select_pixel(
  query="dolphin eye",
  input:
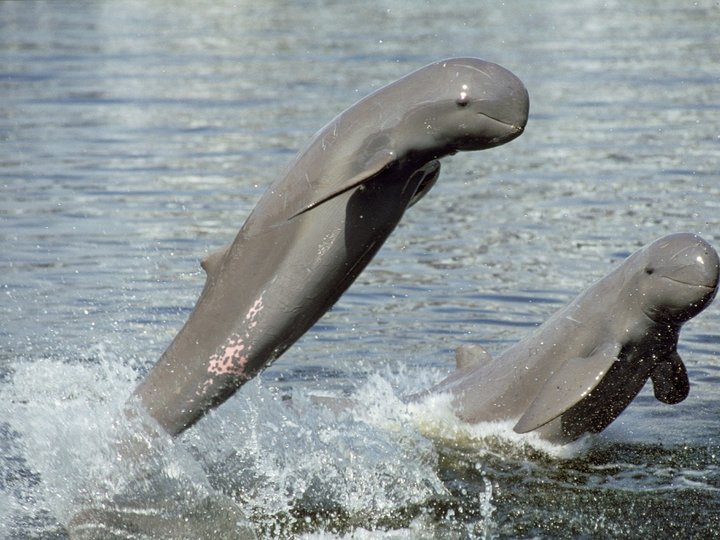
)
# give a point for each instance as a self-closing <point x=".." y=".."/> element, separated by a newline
<point x="462" y="100"/>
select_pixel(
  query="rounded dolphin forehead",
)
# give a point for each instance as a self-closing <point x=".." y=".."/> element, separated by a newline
<point x="478" y="78"/>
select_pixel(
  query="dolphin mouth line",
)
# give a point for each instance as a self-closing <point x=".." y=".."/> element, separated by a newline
<point x="515" y="128"/>
<point x="689" y="284"/>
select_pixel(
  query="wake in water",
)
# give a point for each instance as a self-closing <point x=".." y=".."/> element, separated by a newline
<point x="261" y="465"/>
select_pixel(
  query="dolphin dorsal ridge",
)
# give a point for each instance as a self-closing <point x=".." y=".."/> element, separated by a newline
<point x="211" y="263"/>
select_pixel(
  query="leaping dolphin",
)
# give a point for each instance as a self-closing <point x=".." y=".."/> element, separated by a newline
<point x="321" y="222"/>
<point x="581" y="368"/>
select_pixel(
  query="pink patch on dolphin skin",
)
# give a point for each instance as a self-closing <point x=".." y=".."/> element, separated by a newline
<point x="232" y="358"/>
<point x="230" y="361"/>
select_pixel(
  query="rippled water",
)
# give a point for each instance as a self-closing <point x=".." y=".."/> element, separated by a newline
<point x="136" y="136"/>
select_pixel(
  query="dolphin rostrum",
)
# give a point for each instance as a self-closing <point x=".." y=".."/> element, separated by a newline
<point x="581" y="368"/>
<point x="321" y="222"/>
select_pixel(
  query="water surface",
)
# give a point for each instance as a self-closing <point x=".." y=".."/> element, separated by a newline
<point x="136" y="136"/>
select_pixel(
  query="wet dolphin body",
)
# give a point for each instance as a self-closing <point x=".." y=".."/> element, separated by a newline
<point x="581" y="368"/>
<point x="321" y="222"/>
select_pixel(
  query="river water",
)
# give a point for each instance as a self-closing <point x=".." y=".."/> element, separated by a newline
<point x="136" y="136"/>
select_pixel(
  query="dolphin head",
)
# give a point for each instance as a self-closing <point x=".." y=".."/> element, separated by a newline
<point x="677" y="278"/>
<point x="468" y="104"/>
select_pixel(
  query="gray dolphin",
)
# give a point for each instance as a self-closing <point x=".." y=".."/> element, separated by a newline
<point x="581" y="368"/>
<point x="321" y="222"/>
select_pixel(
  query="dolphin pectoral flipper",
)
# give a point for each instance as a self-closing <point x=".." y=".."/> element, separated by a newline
<point x="329" y="190"/>
<point x="471" y="356"/>
<point x="431" y="172"/>
<point x="670" y="380"/>
<point x="569" y="384"/>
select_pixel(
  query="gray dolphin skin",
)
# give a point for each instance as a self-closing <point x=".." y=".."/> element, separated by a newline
<point x="581" y="368"/>
<point x="321" y="222"/>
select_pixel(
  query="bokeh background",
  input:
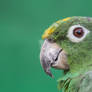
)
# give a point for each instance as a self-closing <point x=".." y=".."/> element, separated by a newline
<point x="22" y="23"/>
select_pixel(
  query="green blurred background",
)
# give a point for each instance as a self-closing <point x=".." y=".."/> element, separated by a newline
<point x="22" y="23"/>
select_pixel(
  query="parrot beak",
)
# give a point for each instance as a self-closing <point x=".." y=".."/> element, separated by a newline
<point x="52" y="55"/>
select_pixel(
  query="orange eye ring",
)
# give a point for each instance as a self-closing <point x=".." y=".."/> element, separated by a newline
<point x="78" y="32"/>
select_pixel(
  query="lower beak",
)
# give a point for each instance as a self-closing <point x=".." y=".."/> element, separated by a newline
<point x="52" y="55"/>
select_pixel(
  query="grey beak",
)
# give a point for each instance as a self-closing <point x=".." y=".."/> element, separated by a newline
<point x="49" y="55"/>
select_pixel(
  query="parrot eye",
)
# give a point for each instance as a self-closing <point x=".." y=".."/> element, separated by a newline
<point x="77" y="33"/>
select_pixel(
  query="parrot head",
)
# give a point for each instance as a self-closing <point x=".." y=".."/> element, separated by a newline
<point x="67" y="45"/>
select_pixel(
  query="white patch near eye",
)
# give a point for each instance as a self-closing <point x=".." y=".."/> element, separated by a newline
<point x="72" y="37"/>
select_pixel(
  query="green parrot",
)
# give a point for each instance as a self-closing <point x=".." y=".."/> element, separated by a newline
<point x="67" y="46"/>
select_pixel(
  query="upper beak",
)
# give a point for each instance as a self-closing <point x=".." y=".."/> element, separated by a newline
<point x="52" y="55"/>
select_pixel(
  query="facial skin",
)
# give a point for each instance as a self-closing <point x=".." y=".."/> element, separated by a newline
<point x="68" y="45"/>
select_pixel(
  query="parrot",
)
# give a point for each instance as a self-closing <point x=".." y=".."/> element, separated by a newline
<point x="67" y="46"/>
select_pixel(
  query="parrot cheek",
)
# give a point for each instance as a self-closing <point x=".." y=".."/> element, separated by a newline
<point x="62" y="61"/>
<point x="52" y="55"/>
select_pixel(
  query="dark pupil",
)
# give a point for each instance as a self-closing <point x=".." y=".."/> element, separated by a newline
<point x="78" y="32"/>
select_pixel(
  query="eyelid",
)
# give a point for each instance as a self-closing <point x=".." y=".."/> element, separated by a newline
<point x="73" y="38"/>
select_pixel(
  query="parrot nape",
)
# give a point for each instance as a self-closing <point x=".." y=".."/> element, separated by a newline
<point x="68" y="46"/>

▶ EXERCISE GOAL
The entries are to be transcribed in full. Their pictures are not.

▶ FINISHED EXERCISE
select_pixel(
  query="dolphin eye",
  input:
)
# give a point for each instance as a self-closing <point x=".." y=".."/> element, separated by a newline
<point x="462" y="100"/>
select_pixel(
  query="rounded dolphin forehead",
)
# give a point for each instance as a self-closing <point x=".." y=".."/> element, separated by a newline
<point x="478" y="78"/>
select_pixel(
  query="dolphin mouth line",
)
# give a point for each instance as a self-closing <point x=".." y=".."/> element, separated by a newline
<point x="515" y="128"/>
<point x="689" y="284"/>
select_pixel(
  query="wake in water",
)
# give a point for each instance as a self-closing <point x=".." y=".."/> element, separated by a newline
<point x="261" y="465"/>
select_pixel(
  query="dolphin dorsal ridge",
)
# give a point for each instance as a self-closing <point x=".." y=".."/> element, separated by a newline
<point x="211" y="263"/>
select_pixel(
  query="leaping dolphin",
)
# give a point for each instance as a self-closing <point x=".." y=".."/> element, separated by a newline
<point x="321" y="222"/>
<point x="581" y="368"/>
select_pixel(
  query="pink patch on dolphin skin",
)
# give a point for each instance as a self-closing <point x=".." y=".."/> element, separated by a newline
<point x="232" y="358"/>
<point x="230" y="361"/>
select_pixel(
  query="rippled water",
)
# give a point for each instance as a self-closing <point x=".." y=".."/> element, separated by a newline
<point x="136" y="136"/>
select_pixel(
  query="dolphin rostrum",
)
# give a point for each instance as a self-closing <point x=".." y=".."/> element, separated by a newline
<point x="581" y="368"/>
<point x="321" y="222"/>
select_pixel(
  query="water surface",
)
# give a point for each instance as a self-closing <point x=".." y=".."/> element, separated by a newline
<point x="136" y="136"/>
select_pixel(
  query="wet dolphin body",
)
# give a point for each instance as a self-closing <point x=".." y=".."/> element, separated by a newline
<point x="581" y="368"/>
<point x="321" y="222"/>
select_pixel(
  query="river water",
)
# give a point for each instance as a self-closing <point x=".." y=".."/> element, separated by a newline
<point x="136" y="136"/>
select_pixel(
  query="dolphin head",
)
# give a point for each instance as a self-closing <point x=".." y=".."/> element, separated by a newline
<point x="677" y="278"/>
<point x="468" y="104"/>
select_pixel(
  query="gray dolphin",
)
# give a point for each instance as a self-closing <point x=".." y=".."/> element, separated by a newline
<point x="581" y="368"/>
<point x="321" y="222"/>
select_pixel(
  query="dolphin pectoral flipper",
)
# give a point for each instance as a self-closing <point x=".." y=".."/> element, separated by a newline
<point x="329" y="190"/>
<point x="471" y="356"/>
<point x="431" y="172"/>
<point x="670" y="380"/>
<point x="569" y="384"/>
select_pixel(
  query="gray dolphin skin",
)
# give a point for each instance as a self-closing <point x=".." y=".."/> element, separated by a newline
<point x="581" y="368"/>
<point x="321" y="222"/>
select_pixel(
  query="bokeh background",
  input:
)
# give a point for each instance as a self-closing <point x=".." y=".."/> element, separated by a newline
<point x="22" y="23"/>
select_pixel(
  query="green blurred background",
)
# give a point for each instance as a self-closing <point x=".." y=".."/> element, separated by a newline
<point x="22" y="23"/>
select_pixel(
  query="parrot beak",
)
# give a point for each instance as a self-closing <point x=".." y=".."/> element, separated by a newline
<point x="52" y="55"/>
select_pixel(
  query="orange eye ring",
)
# give a point for each instance as a self-closing <point x=".." y=".."/> element, separated by a newline
<point x="78" y="32"/>
select_pixel(
  query="lower beak",
)
# give a point for each instance as a self-closing <point x=".." y=".."/> element, separated by a newline
<point x="52" y="55"/>
select_pixel(
  query="grey beak",
)
# give a point for each instance as a self-closing <point x=".." y=".."/> element, separated by a newline
<point x="49" y="55"/>
select_pixel(
  query="parrot eye",
)
# give a point for each instance as a self-closing <point x=".." y=".."/> element, separated by a newline
<point x="77" y="33"/>
select_pixel(
  query="parrot head",
)
# give a point for each instance as a self-closing <point x=".." y=".."/> element, separated by a newline
<point x="67" y="45"/>
select_pixel(
  query="white patch near eye",
)
# give a point for each instance as a self-closing <point x=".." y=".."/> element, separated by a newline
<point x="72" y="37"/>
select_pixel(
  query="green parrot",
)
# give a point for each instance as a self-closing <point x=".." y=".."/> element, separated by a newline
<point x="67" y="46"/>
select_pixel(
  query="upper beak",
)
# give a point for each instance as a self-closing <point x=".." y=".."/> element, separated by a newline
<point x="52" y="55"/>
select_pixel(
  query="facial skin",
)
# give a point for each instance as a self-closing <point x=".." y=".."/> element, separated by a newline
<point x="68" y="45"/>
select_pixel(
  query="parrot",
)
# give a point for each instance as a self-closing <point x=".." y=".."/> element, separated by a newline
<point x="67" y="46"/>
select_pixel(
  query="parrot cheek",
)
# give a point for each instance as a self-closing <point x=".." y=".."/> element, separated by a newline
<point x="62" y="61"/>
<point x="52" y="55"/>
select_pixel(
  query="dark pupil",
)
# give a point for each instance as a self-closing <point x=".." y=".."/> element, separated by a newline
<point x="78" y="32"/>
select_pixel(
  query="eyelid",
)
# give a point for each instance as a self-closing <point x=".." y=".."/> element, separated by a newline
<point x="73" y="38"/>
select_pixel(
  query="parrot nape",
)
# give a point for each instance as a self-closing <point x=".." y=".."/> element, separated by a newline
<point x="68" y="46"/>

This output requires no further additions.